→ **PROVIDED RECORDS**:
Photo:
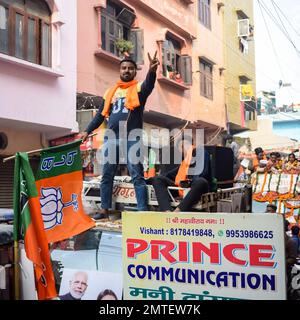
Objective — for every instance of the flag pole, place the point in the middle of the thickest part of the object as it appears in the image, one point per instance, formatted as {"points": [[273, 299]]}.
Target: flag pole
{"points": [[16, 270], [38, 150]]}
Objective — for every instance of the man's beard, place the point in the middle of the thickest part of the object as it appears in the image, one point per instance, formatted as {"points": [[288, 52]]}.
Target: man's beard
{"points": [[126, 78], [76, 295]]}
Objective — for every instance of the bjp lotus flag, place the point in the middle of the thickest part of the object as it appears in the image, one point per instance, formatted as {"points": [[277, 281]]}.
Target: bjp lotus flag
{"points": [[28, 226], [59, 184]]}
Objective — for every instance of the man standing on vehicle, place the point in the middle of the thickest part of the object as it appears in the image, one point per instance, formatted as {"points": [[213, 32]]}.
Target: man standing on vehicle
{"points": [[124, 104]]}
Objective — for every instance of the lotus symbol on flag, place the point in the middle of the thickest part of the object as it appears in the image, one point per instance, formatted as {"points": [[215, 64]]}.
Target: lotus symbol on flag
{"points": [[52, 206]]}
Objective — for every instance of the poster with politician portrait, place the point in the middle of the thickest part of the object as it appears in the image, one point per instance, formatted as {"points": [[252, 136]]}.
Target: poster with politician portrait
{"points": [[90, 285]]}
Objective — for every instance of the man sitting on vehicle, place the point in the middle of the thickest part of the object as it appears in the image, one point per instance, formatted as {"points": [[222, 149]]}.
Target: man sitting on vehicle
{"points": [[179, 176], [274, 164], [260, 155]]}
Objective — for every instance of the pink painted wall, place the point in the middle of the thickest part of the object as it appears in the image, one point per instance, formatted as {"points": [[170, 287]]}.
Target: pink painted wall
{"points": [[95, 74], [210, 44], [42, 100]]}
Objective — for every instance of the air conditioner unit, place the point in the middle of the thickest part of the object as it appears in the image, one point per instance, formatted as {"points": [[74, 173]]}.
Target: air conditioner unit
{"points": [[243, 28], [246, 92]]}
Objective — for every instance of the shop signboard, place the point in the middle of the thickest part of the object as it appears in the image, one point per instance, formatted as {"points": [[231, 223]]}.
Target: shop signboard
{"points": [[203, 256]]}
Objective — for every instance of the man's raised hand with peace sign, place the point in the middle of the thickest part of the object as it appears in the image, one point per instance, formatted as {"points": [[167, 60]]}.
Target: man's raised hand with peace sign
{"points": [[153, 62]]}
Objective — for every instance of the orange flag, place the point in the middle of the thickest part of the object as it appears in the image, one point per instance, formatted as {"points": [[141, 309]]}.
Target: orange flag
{"points": [[184, 168], [59, 184], [28, 226]]}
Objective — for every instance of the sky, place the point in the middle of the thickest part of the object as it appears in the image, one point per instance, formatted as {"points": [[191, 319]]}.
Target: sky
{"points": [[281, 62]]}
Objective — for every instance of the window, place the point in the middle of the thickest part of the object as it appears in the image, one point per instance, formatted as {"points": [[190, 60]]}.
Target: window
{"points": [[116, 22], [176, 66], [204, 13], [206, 79], [25, 30]]}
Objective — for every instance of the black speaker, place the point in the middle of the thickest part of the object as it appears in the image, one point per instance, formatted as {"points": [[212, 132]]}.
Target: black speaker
{"points": [[221, 159]]}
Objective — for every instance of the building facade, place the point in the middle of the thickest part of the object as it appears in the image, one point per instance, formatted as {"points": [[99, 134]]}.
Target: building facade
{"points": [[169, 27], [240, 84], [37, 77], [208, 99]]}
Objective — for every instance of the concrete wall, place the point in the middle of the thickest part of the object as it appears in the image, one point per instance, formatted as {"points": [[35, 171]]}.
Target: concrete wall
{"points": [[96, 74], [36, 99], [236, 62], [209, 43]]}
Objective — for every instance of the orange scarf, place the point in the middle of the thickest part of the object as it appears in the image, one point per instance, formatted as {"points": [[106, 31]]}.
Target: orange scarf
{"points": [[132, 98], [184, 168], [256, 162]]}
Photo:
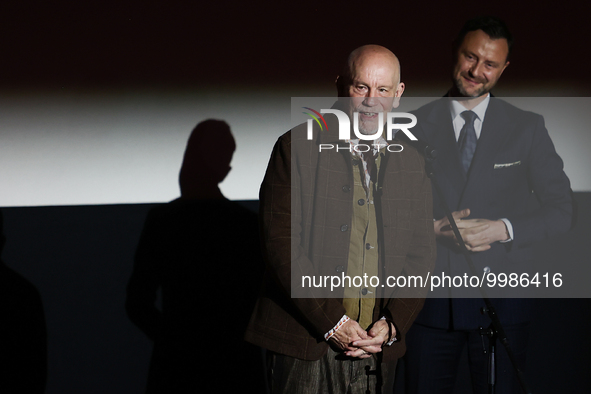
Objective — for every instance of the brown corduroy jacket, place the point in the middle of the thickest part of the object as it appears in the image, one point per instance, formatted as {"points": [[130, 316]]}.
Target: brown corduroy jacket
{"points": [[306, 208]]}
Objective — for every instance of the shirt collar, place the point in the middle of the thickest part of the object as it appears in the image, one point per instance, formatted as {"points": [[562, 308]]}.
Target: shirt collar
{"points": [[480, 110]]}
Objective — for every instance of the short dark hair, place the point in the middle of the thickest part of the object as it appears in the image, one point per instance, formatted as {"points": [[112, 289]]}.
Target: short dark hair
{"points": [[494, 27]]}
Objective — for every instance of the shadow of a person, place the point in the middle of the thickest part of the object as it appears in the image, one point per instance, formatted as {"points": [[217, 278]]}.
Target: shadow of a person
{"points": [[202, 251], [23, 335]]}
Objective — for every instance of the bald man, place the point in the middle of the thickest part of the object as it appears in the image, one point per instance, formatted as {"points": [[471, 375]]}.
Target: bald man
{"points": [[323, 216]]}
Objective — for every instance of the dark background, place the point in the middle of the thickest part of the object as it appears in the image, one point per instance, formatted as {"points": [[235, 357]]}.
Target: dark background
{"points": [[270, 44], [81, 257]]}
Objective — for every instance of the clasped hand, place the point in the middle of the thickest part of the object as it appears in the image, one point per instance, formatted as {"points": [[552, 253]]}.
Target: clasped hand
{"points": [[478, 234], [356, 342]]}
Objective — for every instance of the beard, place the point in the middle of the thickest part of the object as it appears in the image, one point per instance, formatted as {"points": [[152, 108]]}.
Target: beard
{"points": [[476, 93]]}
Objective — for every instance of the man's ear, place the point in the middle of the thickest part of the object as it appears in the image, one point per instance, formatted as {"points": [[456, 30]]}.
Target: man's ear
{"points": [[398, 94]]}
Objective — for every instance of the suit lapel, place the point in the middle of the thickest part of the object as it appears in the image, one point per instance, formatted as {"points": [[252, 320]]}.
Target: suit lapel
{"points": [[440, 134], [496, 129]]}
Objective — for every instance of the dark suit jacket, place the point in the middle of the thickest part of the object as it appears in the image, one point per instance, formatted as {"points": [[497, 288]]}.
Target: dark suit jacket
{"points": [[306, 210], [515, 174]]}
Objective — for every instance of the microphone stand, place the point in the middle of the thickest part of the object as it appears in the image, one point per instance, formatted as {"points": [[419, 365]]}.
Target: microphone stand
{"points": [[495, 330]]}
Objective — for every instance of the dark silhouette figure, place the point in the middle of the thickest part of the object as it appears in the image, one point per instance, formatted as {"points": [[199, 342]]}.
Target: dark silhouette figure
{"points": [[202, 251], [23, 336]]}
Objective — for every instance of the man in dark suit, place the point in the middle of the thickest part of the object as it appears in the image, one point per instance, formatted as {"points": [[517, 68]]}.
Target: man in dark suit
{"points": [[500, 172], [340, 212]]}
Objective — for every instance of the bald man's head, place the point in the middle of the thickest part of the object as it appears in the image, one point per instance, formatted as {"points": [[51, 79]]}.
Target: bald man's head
{"points": [[371, 81], [368, 62]]}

→ **WORK TO DO**: Retype all of the data above exactly as it appears, but leave out the pictures.

→ **THE RESULT**:
Photo:
Objective — for every instance of the flag pole, place the point in the middle of the thickest part of the object as it appears in the image, one point per instance, formatted as {"points": [[273, 299]]}.
Target: flag pole
{"points": [[16, 270], [38, 150]]}
Objective — for every instance of the man's beard, place the point in the middle of the thickest part of the object as it appears in the image, one point per instance, formatted as {"points": [[288, 52]]}.
Target: man's beard
{"points": [[126, 78], [76, 295]]}
Objective — for every instance of the bjp lotus flag, place the point in the middle of the thickest part of the object as it appears in the image, one point per instance, formatted as {"points": [[277, 281]]}.
Target: bjp lotus flag
{"points": [[28, 226], [59, 184]]}
Objective — for every instance of the man standing on vehicle, place the point in the middle of the thickest part of the object as it appears in the image, one point per instance, formatted as {"points": [[213, 32]]}.
Target: man standing on vehicle
{"points": [[124, 104]]}
Objective — for every instance of the lotus symbol on flag, place the point in the middle of the thickest part of the object as it appears in the image, one point per instance, formatted as {"points": [[215, 64]]}.
Target: lotus symbol on flag
{"points": [[52, 206]]}
Objective — for every instance of the poster with politician portrait, place the point in the middle of the thickest part of the object as it appears in the image, one point per instance, formatted as {"points": [[252, 136]]}.
Target: poster with politician portrait
{"points": [[90, 285]]}
Objective — for every instance of the man sitting on vehicle, place the point in the middle of the thickest part of the object as it appears in the image, one point per instance, formatted as {"points": [[222, 149]]}.
Target: man sitting on vehicle
{"points": [[179, 176], [274, 164], [260, 155]]}
Objective — for every instance of the pink painted wall, place the point in the middle of the thickest part of the object as it appears in the image, one point per instance, formatted as {"points": [[170, 287]]}.
Target: pink painted wall
{"points": [[95, 74], [210, 44], [42, 100]]}
Objective — for every instance of the air conditioner unit, place the point in the middle of the thickest part of the object as it appears in the image, one point per instance, formatted as {"points": [[74, 173]]}.
Target: air conditioner unit
{"points": [[243, 28], [246, 92]]}
Objective — for every instance of the shop signboard, place the point in the middle of the thickest part of the object as it appears in the image, one point per instance, formatted as {"points": [[231, 223]]}.
Target: shop signboard
{"points": [[203, 256]]}
Objective — for every instance of the man's raised hand with peace sign, place the point in the middle of the thickest part of the object as it appears in the image, one point per instance, formatted as {"points": [[167, 60]]}.
Target: man's raised hand with peace sign
{"points": [[153, 62]]}
Objective — for every instance of the orange flag, place the point in the middle of the thickest part of the object as it appears in the image, one point per instance, formatted as {"points": [[141, 309]]}.
Target: orange flag
{"points": [[184, 168], [59, 184], [28, 226]]}
Objective — for every instance of the sky, place the point in the middle of the thickest part of the object as it appears in the image, one point per instance, formatted as {"points": [[191, 319]]}.
Target: sky
{"points": [[281, 62]]}
Objective — for every instance of the window, place the point in the middle of the thickest part of the object as it appears in the image, one point per instance, formatted as {"points": [[190, 60]]}.
Target: window
{"points": [[116, 22], [176, 66], [204, 13], [206, 79], [25, 30]]}
Objective — for every instance of the black speaker, place the point in the middle of the thickest part of the object as it appears in the image, one point per instance, formatted as {"points": [[212, 132]]}.
Target: black speaker
{"points": [[221, 159]]}
Objective — for every instance of the building facade, place the point in the middle of the thickest part of the object as it appears in the image, one point per instance, formatted as {"points": [[99, 134]]}.
Target: building facade
{"points": [[169, 27], [240, 84], [37, 77], [208, 99]]}
Objective — for every instance of the concrete wall, place the point in the middle of the thickest part of the object as it appears in the image, one point per instance, formatted as {"points": [[35, 171]]}.
Target: concrete wall
{"points": [[96, 74], [36, 99], [236, 62], [209, 43]]}
Objective — for every instance of the orange scarf, place the point in the middle of the thickest part of the object as it appears in the image, one point per instance, formatted as {"points": [[106, 31]]}.
Target: orange scarf
{"points": [[132, 98], [184, 168], [256, 162]]}
Photo:
Objective — for every instance of the brown corduroy jacket, place the point in the middle of the thickest part of the object as it appears in the image, one point per instance, formatted as {"points": [[130, 316]]}.
Target: brown corduroy jacket
{"points": [[306, 208]]}
Objective — for every instance of the shirt collar, place the point in the middle of the thickest part of the object as it appears in the image, one point per instance, formatted as {"points": [[562, 308]]}.
Target: shirt collar
{"points": [[480, 110]]}
Objective — for every instance of the short dark hair, place the point in the middle of the thickest part of the object as it appears in the image, one point per instance, formatted as {"points": [[112, 289]]}.
Target: short dark hair
{"points": [[494, 27]]}
Objective — for every instance of the shadow of a person, place the point in the middle of the thickest part of the object as it appears in the image, one point per instance, formatted as {"points": [[217, 278]]}.
Target: shadow of a person
{"points": [[202, 251], [23, 335]]}
Objective — for every instance of the bald man, place the point in the middle of the thickest part of the object as it appears in the image, one point per instance, formatted as {"points": [[471, 375]]}.
Target: bald man
{"points": [[323, 216]]}
Objective — for every instance of the dark background, place the point in the middle of the thickest part of the object as it appears in the image, one point per instance, formatted as {"points": [[235, 357]]}.
Target: dark background
{"points": [[270, 44], [81, 257]]}
Objective — for every instance of the clasped hand, place the point in the middle of the thickest part of the object as it appears in the image, one point per instance, formatted as {"points": [[552, 253]]}.
Target: clasped hand
{"points": [[478, 234], [356, 342]]}
Objective — for every instance of the beard, place the point in the middle of the thickest part of the object as it appears in the image, one point per instance, formatted as {"points": [[152, 108]]}.
Target: beard
{"points": [[476, 93]]}
Objective — for every instance of the man's ear, place the point in the middle of the thickest part of the object as it appears in the image, one point per instance, formatted as {"points": [[456, 30]]}.
Target: man's ear
{"points": [[398, 94]]}
Objective — for every instance of the suit lapel, place the point in the middle of the thickest part of the object as it appears in the image, one point per instance, formatted as {"points": [[252, 320]]}.
Target: suit lapel
{"points": [[440, 134], [496, 129]]}
Objective — for every instance of the dark suit jacket, place the point in the middle of the thickest part of the object as it appears in the image, one point per instance, formatted as {"points": [[497, 288]]}.
Target: dark suit jacket
{"points": [[306, 210], [515, 174]]}
Objective — for every instance of the microphone stand, place the point in the middle of the thickest part of the object as it appears in the image, one point per instance, formatted as {"points": [[419, 365]]}.
Target: microphone stand
{"points": [[495, 330]]}
Objective — for every instance of the dark silhouette figure, place the point in the middle of the thickest part of the object as it appears in the image, one point per instance, formatted as {"points": [[199, 342]]}.
Target: dark silhouette figure
{"points": [[202, 251], [23, 336]]}
Objective — for every instance of the man in dark suit, place the point in the middle of the thickest part of the object as it appears in the image, one point per instance, formatted as {"points": [[517, 68]]}.
Target: man in dark suit
{"points": [[500, 172], [340, 212]]}
Objective — for every instance of the bald man's head, place the point in the middle of the thickest part of the object as it appears in the image, one point per instance, formatted as {"points": [[51, 79]]}.
Target: bald man's head
{"points": [[371, 81], [368, 62]]}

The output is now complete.